(Stored entries)
------------------------------------
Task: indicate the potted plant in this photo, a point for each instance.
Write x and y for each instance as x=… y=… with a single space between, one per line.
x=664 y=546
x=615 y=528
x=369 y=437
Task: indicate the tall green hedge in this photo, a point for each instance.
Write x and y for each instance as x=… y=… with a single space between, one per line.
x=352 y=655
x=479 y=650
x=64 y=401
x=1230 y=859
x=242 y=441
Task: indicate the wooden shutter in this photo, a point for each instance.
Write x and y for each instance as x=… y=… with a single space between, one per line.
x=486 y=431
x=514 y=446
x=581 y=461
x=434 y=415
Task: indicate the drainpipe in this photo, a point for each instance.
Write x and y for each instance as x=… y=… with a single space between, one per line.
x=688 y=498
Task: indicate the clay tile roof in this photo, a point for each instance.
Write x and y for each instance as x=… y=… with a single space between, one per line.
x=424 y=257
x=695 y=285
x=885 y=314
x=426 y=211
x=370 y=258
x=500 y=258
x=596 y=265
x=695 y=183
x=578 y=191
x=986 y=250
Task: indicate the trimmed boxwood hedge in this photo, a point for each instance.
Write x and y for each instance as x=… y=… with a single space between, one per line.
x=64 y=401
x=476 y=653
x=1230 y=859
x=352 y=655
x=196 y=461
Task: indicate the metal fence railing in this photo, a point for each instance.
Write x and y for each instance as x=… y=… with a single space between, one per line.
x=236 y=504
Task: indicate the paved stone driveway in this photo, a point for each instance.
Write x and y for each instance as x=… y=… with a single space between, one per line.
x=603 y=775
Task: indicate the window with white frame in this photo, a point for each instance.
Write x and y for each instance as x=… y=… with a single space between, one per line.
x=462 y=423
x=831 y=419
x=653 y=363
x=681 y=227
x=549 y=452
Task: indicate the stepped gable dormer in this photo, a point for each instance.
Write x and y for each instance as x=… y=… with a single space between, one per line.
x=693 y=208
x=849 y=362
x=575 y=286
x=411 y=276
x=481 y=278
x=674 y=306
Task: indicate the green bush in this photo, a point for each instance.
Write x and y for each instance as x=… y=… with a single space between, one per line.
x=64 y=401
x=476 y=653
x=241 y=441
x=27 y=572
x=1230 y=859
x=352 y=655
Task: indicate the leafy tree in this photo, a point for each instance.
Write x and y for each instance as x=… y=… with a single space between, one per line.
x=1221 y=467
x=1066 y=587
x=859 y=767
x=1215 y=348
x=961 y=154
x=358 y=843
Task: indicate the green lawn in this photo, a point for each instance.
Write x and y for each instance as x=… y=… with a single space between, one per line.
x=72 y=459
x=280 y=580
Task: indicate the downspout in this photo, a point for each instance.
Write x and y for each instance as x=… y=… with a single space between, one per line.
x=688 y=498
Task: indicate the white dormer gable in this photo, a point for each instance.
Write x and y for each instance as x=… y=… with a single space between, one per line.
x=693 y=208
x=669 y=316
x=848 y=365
------------------------------------
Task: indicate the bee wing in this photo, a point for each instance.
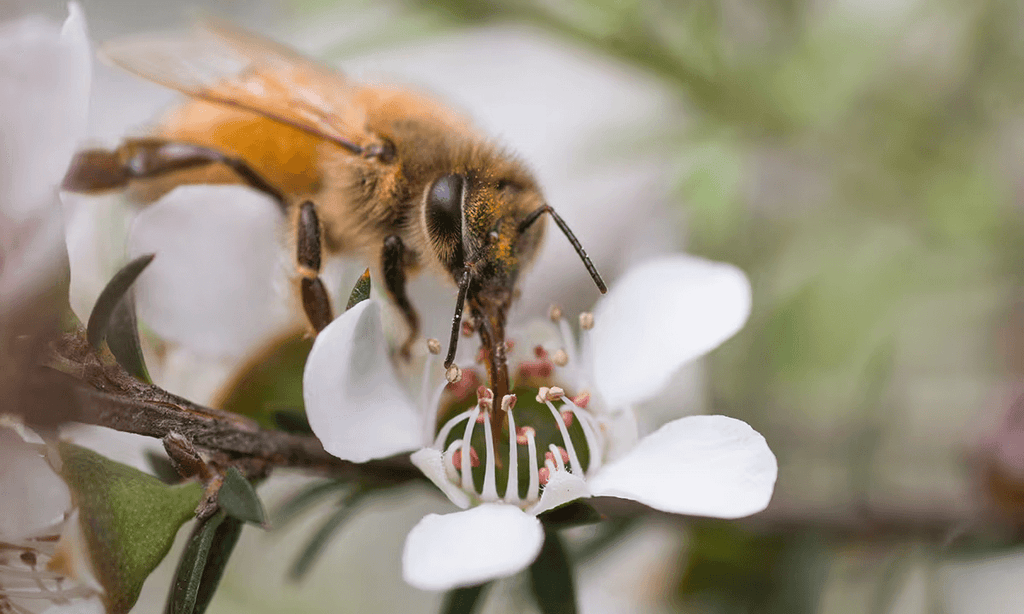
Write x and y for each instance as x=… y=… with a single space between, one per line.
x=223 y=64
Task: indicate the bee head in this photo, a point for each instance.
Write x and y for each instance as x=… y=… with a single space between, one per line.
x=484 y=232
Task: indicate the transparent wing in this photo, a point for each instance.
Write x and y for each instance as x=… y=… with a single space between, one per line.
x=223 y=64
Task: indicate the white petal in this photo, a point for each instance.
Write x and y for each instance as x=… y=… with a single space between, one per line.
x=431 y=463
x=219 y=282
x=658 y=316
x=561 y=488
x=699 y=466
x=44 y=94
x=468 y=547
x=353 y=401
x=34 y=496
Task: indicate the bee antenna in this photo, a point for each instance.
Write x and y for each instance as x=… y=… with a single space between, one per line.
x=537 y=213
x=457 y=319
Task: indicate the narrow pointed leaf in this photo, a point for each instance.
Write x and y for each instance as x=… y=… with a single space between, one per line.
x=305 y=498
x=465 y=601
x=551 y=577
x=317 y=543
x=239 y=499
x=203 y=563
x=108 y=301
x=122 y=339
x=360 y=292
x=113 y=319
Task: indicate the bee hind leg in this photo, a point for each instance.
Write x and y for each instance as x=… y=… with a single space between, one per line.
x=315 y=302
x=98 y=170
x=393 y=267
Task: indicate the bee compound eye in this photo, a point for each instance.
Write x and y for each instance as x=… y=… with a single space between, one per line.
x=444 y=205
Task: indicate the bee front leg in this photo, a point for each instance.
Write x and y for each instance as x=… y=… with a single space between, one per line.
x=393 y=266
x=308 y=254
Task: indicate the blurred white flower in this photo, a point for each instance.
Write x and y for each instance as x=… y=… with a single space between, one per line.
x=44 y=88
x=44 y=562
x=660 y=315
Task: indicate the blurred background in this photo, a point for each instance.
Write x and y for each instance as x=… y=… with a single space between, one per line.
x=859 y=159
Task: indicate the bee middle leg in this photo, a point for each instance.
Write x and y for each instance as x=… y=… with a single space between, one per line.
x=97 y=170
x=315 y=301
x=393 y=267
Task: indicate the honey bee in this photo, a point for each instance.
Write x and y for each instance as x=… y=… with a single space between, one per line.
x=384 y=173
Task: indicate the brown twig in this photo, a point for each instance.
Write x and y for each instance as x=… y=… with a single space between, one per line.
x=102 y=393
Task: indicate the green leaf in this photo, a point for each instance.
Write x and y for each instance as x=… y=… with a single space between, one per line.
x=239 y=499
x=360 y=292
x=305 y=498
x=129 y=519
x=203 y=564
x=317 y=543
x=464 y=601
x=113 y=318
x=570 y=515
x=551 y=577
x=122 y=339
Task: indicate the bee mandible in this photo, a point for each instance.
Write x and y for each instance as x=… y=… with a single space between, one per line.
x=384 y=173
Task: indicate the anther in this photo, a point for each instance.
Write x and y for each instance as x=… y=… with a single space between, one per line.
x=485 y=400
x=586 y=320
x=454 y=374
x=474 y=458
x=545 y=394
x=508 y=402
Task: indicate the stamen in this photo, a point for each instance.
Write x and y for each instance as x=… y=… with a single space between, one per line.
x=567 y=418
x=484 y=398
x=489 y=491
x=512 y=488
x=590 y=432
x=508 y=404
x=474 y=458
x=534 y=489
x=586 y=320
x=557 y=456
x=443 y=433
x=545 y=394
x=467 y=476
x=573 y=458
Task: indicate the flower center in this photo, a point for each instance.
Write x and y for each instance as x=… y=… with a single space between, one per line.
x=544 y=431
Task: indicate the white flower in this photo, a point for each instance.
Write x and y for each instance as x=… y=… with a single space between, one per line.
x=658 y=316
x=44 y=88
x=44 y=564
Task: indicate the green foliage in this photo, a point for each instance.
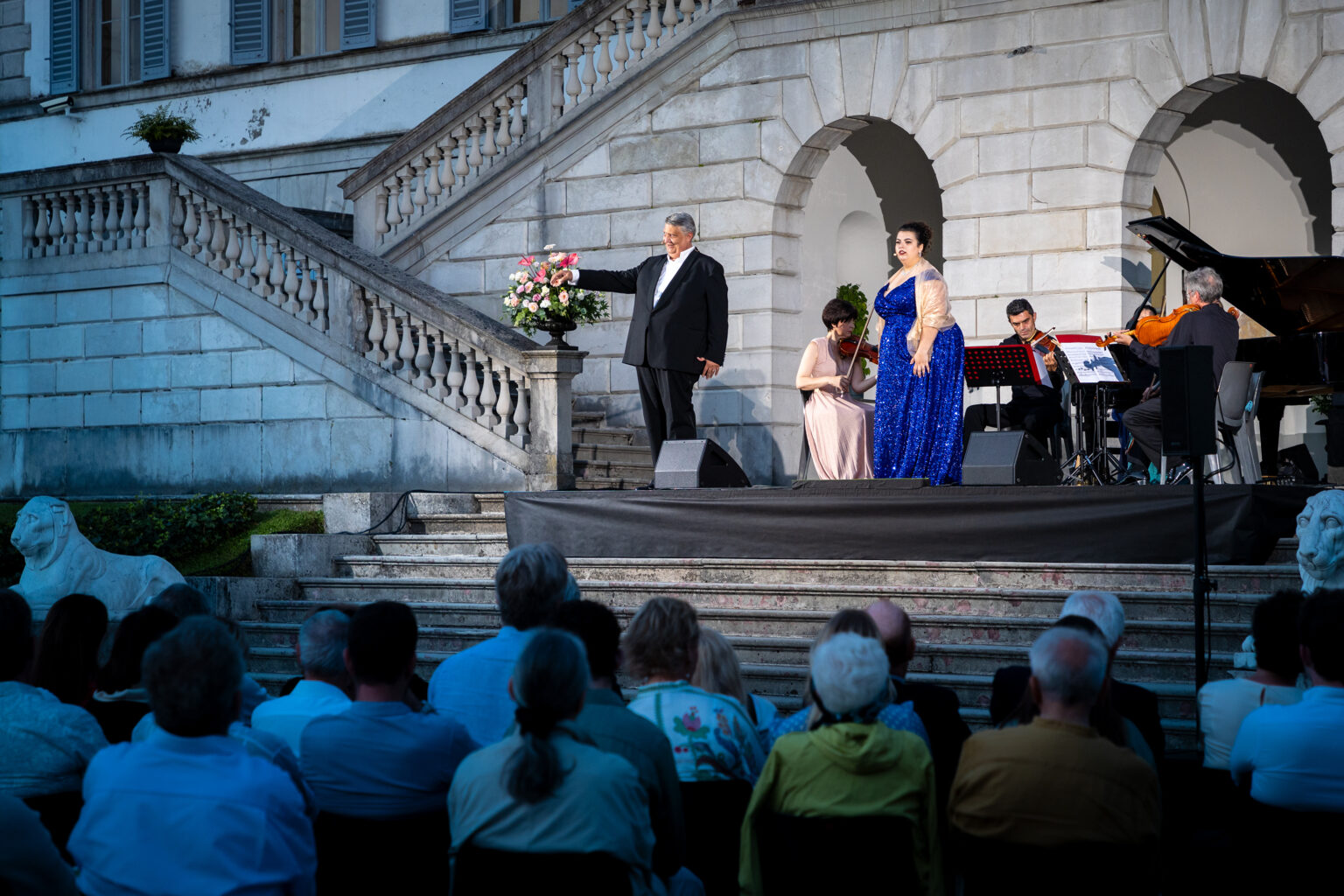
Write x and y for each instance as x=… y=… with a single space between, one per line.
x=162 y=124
------------------------------------
▶ ASSIGNMENT: Begin with the line above that has "Task: indicate the potted" and continue through the line that has "Task: indicate the green bush", setting each one down exactly. Stop there.

▶ REPLY TO THE TASK:
Task: indicate the potted plant in this photo, a point for each instance.
Write x and y for each instance as x=… y=… with a single space between, one per line.
x=664 y=546
x=615 y=528
x=369 y=437
Task: indicate the tall green hedge in this photo, a point for each instance.
Write x and y for each instance as x=… y=… with a single space between, one per line.
x=352 y=655
x=479 y=650
x=64 y=401
x=1230 y=859
x=242 y=441
Task: indicate the wooden shutter in this photo, a point for each instance.
Write x and y for each instance as x=… y=… with a single space between, one per line.
x=486 y=431
x=514 y=446
x=581 y=461
x=434 y=415
Task: indicate the drainpipe in this photo, a point for each instance.
Write x and y for each instance as x=… y=… with a single space between, one per line.
x=688 y=498
Task: indicate the clay tile roof in this photo, a point for each instance.
Write x and y for each instance as x=… y=… with a single space between, one per line.
x=424 y=257
x=695 y=285
x=885 y=314
x=426 y=211
x=370 y=258
x=500 y=258
x=596 y=265
x=695 y=183
x=578 y=191
x=986 y=250
Task: indicate the trimmed boxwood hedge in this photo, a point for each instance.
Write x and y for each instance as x=… y=… with a single space between, one per line.
x=64 y=401
x=476 y=653
x=1230 y=859
x=352 y=655
x=196 y=461
Task: indicate the metal fence railing in this photo, a point for each instance.
Write x and y for each instance as x=… y=… with a single space between, one per line.
x=236 y=504
Task: indicate the paved stone driveway in this photo, a point for each instance.
Write x and y for each instance as x=… y=… with a single space between, one per line.
x=603 y=775
Task: indicate the window with white frame in this photo, a point for each instance.
Write x and y for each instance as x=… y=… with a single space between, one per line.
x=462 y=423
x=831 y=419
x=653 y=363
x=681 y=227
x=549 y=452
Task: indicate the stepped gable dormer in this photo, a point for each instance.
Write x and y for each instance as x=… y=… with a single space between, one per line.
x=693 y=208
x=849 y=362
x=575 y=286
x=411 y=276
x=481 y=278
x=674 y=306
Task: indicate the green bush in this photo, a point for each instance.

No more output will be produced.